▸ **Document text**:
★ ★ ★ ★ ★ ★ ★
# Guitar instructor needed in Pickering



## Lola (Nov 16, 2014)

I have been playing for almost 5 years but there are certain important issues I need to address! Looking for an instructor out in Durham east. I have played phone tag with one and now he won't return my calls. That fact really bothers me! I can't believe his business ineptitude. Can anyone suggest anyone out my way?


----------



## bw66 (Dec 17, 2009)

If I remember right, you don't drive, but if you're desperate and can find your way to Uxbridge, I'd be happy to have you as a student. Go to UxbridgeGuitar.com for more info - site hasn't been updated in way too long, but all the info is accurate. And I will almost certainly return your phone call.


----------



## Lola (Nov 16, 2014)
★ ★ ★ ★ ★ ★ ★
▸ **The data**:
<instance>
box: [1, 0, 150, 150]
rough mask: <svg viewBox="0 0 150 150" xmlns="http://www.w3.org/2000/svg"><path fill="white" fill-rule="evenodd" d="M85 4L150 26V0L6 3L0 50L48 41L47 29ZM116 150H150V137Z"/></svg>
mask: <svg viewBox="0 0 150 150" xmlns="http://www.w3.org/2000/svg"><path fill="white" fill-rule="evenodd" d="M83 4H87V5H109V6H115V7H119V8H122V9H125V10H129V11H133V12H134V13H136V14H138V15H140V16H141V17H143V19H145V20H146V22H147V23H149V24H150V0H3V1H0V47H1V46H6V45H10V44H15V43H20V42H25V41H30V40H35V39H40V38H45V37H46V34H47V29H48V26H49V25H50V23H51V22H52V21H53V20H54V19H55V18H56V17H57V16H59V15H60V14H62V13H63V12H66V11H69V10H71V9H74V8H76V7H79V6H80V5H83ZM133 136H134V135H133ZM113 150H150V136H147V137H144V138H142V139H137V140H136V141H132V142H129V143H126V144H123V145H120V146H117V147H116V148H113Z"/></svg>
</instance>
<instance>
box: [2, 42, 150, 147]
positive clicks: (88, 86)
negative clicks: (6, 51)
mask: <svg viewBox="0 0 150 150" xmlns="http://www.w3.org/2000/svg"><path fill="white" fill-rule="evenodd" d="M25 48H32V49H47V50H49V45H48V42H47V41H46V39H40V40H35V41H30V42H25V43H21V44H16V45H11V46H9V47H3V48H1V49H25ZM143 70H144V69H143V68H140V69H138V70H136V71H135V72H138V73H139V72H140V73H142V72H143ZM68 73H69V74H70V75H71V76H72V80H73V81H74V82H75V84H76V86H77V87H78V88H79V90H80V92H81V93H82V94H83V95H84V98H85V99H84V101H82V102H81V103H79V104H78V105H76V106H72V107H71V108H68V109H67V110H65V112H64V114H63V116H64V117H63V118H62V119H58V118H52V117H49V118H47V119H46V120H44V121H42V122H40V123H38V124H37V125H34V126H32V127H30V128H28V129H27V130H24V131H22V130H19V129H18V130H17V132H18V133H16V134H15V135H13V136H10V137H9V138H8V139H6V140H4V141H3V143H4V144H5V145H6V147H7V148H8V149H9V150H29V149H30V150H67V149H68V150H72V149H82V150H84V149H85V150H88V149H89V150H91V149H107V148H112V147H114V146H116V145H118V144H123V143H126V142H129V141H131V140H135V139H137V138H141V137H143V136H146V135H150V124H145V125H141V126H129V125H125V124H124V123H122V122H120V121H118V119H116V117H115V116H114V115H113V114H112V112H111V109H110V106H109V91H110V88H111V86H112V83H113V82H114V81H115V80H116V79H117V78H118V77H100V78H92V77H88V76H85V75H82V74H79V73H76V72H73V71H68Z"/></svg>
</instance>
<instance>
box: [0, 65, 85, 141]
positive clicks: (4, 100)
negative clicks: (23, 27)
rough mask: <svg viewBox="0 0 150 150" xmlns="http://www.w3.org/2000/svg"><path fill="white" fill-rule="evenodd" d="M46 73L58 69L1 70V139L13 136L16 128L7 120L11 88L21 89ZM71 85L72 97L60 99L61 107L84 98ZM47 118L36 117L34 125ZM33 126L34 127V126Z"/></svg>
★ ★ ★ ★ ★ ★ ★
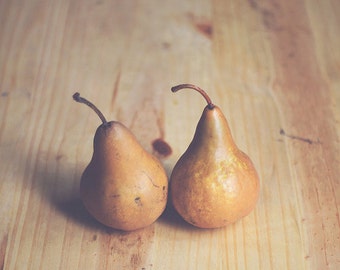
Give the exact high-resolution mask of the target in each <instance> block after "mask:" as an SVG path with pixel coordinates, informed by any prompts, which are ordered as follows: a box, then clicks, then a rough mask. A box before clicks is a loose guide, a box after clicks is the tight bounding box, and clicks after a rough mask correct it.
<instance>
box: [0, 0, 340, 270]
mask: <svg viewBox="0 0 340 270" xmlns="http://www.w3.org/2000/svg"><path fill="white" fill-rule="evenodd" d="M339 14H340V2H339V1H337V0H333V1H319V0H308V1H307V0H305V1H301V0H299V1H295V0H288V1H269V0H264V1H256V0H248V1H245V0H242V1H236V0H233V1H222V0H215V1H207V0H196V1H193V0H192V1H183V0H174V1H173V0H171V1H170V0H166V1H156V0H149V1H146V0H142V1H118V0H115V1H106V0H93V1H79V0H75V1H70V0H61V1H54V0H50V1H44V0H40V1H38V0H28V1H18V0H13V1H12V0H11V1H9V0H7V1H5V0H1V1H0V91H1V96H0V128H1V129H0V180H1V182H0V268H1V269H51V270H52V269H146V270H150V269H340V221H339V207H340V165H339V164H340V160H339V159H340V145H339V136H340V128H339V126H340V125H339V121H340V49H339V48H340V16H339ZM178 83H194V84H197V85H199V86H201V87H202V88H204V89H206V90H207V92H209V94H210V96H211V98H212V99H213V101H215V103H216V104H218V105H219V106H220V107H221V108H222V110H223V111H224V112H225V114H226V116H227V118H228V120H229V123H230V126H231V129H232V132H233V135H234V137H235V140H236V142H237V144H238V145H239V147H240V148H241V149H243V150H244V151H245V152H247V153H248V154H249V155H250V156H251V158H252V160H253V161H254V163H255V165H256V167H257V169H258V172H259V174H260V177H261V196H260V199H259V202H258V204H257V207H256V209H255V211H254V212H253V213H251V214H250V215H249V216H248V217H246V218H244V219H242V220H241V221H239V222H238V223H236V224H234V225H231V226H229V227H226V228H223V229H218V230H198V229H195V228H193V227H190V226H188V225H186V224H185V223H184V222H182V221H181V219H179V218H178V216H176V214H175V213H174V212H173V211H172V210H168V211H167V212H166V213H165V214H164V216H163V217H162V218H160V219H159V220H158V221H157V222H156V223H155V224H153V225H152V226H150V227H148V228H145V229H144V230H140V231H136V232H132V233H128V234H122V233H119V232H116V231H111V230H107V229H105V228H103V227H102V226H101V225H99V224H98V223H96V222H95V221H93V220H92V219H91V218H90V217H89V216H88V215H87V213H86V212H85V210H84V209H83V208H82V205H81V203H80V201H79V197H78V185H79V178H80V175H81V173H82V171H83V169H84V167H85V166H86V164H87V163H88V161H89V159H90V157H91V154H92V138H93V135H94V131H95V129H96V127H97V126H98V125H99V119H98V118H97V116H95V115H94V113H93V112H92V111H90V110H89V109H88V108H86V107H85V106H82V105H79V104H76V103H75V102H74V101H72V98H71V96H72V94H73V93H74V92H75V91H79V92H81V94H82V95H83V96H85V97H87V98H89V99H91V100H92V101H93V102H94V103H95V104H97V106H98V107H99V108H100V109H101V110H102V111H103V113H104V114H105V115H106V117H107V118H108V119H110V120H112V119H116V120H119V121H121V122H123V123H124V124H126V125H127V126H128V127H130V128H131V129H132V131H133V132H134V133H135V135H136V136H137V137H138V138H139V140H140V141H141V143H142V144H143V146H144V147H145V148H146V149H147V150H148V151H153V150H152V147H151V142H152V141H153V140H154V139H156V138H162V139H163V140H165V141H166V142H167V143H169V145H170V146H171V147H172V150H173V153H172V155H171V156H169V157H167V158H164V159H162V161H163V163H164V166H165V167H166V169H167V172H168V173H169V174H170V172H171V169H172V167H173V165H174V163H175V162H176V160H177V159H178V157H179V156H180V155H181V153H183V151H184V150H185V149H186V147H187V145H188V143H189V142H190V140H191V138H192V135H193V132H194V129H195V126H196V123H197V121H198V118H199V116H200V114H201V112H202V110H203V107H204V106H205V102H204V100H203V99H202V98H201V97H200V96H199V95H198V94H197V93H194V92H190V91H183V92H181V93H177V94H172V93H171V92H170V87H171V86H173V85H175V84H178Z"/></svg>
★ ★ ★ ★ ★ ★ ★
▸ **Your instructions**:
Take the forum thread about finding a guitar instructor in Pickering further, starting right after its last line.

▸ **Task answer**:
bw66 said:


> If I remember right, you don't drive, but if you're desperate and can find your way to Uxbridge, I'd be happy to have you as a student. Go to UxbridgeGuitar.com for more info - site hasn't been updated in way too long, but all the info is accurate. And I will almost certainly return your phone call.


Thanks Brian but Uxbridge is a little out of my way. Thanks for the offer though!


----------



## bw66 (Dec 17, 2009)

Lola said:


> Thanks Brian but Uxbridge is a little out of my way. Thanks for the offer though!


Thought it might be, but I figured I might as well do a bit of self-promotion.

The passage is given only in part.